▶ _WHAT YOU SHOULD DO_
Edit each of the entries so that every occurrence of "laptop lid" becomes "keyboard", and leave all other text untouched.

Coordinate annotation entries
>>>>

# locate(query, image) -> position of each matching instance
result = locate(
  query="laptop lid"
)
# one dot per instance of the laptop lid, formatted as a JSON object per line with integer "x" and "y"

<<<<

▶ _IN RESPONSE_
# locate(query, image) -> position of each matching instance
result = locate(
  query="keyboard"
)
# one dot per instance of the keyboard, formatted as a JSON object per line with integer "x" and "y"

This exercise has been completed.